⟨
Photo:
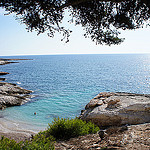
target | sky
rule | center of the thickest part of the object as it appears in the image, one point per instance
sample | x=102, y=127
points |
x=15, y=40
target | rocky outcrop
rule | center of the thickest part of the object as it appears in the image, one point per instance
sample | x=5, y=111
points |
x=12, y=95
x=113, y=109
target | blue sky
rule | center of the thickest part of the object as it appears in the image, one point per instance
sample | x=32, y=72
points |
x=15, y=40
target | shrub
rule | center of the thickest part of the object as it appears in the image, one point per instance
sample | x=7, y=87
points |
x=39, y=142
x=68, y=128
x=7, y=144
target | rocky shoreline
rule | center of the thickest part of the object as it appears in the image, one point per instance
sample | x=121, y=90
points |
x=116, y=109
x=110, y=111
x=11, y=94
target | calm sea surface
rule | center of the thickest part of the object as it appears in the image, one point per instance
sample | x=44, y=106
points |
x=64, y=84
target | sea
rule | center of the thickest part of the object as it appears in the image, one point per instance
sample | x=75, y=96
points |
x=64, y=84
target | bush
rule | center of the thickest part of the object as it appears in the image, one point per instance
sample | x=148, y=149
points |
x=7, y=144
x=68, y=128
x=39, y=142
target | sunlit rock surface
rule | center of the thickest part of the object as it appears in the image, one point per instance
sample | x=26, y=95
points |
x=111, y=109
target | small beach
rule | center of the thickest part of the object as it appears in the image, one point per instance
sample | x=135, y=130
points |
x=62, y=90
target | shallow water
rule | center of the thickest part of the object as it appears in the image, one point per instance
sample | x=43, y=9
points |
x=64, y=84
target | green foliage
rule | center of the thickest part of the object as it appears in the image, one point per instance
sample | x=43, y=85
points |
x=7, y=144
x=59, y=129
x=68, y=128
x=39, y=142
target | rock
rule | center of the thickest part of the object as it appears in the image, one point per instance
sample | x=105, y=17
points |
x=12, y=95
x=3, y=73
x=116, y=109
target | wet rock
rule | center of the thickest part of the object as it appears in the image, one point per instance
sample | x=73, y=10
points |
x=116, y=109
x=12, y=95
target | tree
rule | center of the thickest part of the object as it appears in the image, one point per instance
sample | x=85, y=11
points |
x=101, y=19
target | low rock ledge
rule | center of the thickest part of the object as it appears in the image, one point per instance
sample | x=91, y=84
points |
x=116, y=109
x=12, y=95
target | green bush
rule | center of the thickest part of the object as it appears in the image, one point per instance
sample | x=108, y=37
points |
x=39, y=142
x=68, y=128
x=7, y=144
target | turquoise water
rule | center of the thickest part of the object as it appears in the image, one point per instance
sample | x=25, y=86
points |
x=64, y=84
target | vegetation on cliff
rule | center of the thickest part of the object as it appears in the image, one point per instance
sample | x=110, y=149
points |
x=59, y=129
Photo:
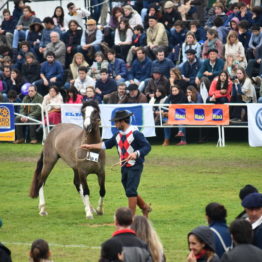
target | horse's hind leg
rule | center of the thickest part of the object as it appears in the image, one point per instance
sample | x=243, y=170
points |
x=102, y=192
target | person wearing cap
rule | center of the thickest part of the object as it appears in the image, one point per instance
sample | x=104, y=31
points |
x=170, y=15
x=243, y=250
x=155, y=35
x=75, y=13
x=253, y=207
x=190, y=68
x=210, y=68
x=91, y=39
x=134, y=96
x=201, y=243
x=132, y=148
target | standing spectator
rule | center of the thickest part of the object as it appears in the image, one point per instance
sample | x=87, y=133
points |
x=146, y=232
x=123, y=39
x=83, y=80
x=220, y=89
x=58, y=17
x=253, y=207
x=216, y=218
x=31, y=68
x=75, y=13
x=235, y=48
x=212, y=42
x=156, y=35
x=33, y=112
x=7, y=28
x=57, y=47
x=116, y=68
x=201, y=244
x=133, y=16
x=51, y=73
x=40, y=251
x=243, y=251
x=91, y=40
⟩
Omit every image. Quote each record exactly.

Photo:
target | sky
rule | center of the thickest part of the object as it appears in the image, one point per instance
sample | x=102, y=127
points |
x=15, y=40
target | rocky outcrop
rule | center of the thickest part of the object as it appears in the image, one point per instance
sample | x=5, y=111
points |
x=12, y=95
x=113, y=109
target | blue sky
rule | center of the thickest part of the object as it appears in the image, one point per instance
sample | x=32, y=72
points |
x=15, y=40
target | shrub
rule | center of the thickest part of the object as it appears in the image, one point per instance
sample | x=7, y=87
points |
x=39, y=142
x=68, y=128
x=7, y=144
target | rocky shoreline
rule | center of the thickest part of the object as it appears in the image, one point per instance
sample | x=121, y=90
points |
x=116, y=109
x=110, y=111
x=11, y=94
target | calm sea surface
rule | center of the thickest part of the object as it appears in the image, one point per instance
sample | x=44, y=106
points |
x=64, y=84
target | sea
rule | center of the thickest part of the object as it appears in the image, one point per instance
sample | x=75, y=96
points |
x=64, y=84
target | bush
rule | center of the thickest part of the object as it appears in the image, one point per instance
sample | x=148, y=149
points |
x=7, y=144
x=68, y=128
x=39, y=142
target | sunlit rock surface
rule | center of the thickest part of the object as it appears in the image, one point per instance
sample | x=26, y=95
points |
x=111, y=109
target | small beach
rule | center of the thickest part of the object as it appears in the image, one point per instance
sample | x=135, y=130
points |
x=62, y=90
target | shallow water
rule | center of the thickest part of the object as it appears in the image, one point per instance
sample | x=43, y=9
points |
x=64, y=84
target | green foliage
rule | center of the thickest part of the object as it appears in the image, one point per instance
sample | x=43, y=85
points |
x=7, y=144
x=59, y=129
x=68, y=128
x=39, y=142
target | rock
rule | center of the thickest part of the object as it appears in the image, one point per instance
sample | x=105, y=17
points |
x=12, y=95
x=3, y=73
x=116, y=109
target | wet rock
rule | center of the thickest part of the object as it appears in the image, one point per instance
sample | x=73, y=10
points |
x=116, y=109
x=12, y=95
target | tree
rule | center of the thickest part of the object as it appears in the image, one point per instance
sample | x=85, y=11
points |
x=101, y=19
target | low rock ledge
rule | center of the thickest part of the object as it appears in the image, one point per instance
sample | x=91, y=84
points |
x=116, y=109
x=12, y=95
target | green bush
rule | center of the thickest part of the object as it appears in the image, one point per instance
sample | x=108, y=37
points |
x=39, y=142
x=68, y=128
x=7, y=144
target | turquoise water
rule | center of the thickest part of the object as it appears in the image, one point per instance
sample | x=25, y=86
points |
x=64, y=84
target | vegetation on cliff
rule | center of the thickest part of the object as it appears in the image, one point per instance
sample | x=110, y=149
points |
x=59, y=129
Photo:
target | horse's hind leg
rule | center of the thickest part of the object as it appears in the image, one point per instance
sample | x=243, y=170
points |
x=102, y=192
target | person wearing cap
rule | center of the thickest part of the object as it appears in the image, one point per instance
sample | x=104, y=31
points |
x=170, y=15
x=243, y=250
x=155, y=35
x=75, y=13
x=253, y=207
x=190, y=68
x=210, y=68
x=91, y=39
x=134, y=96
x=201, y=243
x=132, y=148
target | standing spectator
rule | center of the thickest part of the object as it appears in the image, one point per instance
sample | x=87, y=133
points |
x=146, y=232
x=123, y=39
x=83, y=80
x=220, y=89
x=58, y=17
x=253, y=207
x=216, y=218
x=31, y=68
x=75, y=13
x=235, y=48
x=212, y=42
x=156, y=35
x=33, y=112
x=7, y=28
x=57, y=47
x=116, y=68
x=201, y=244
x=133, y=16
x=51, y=73
x=40, y=251
x=243, y=251
x=91, y=40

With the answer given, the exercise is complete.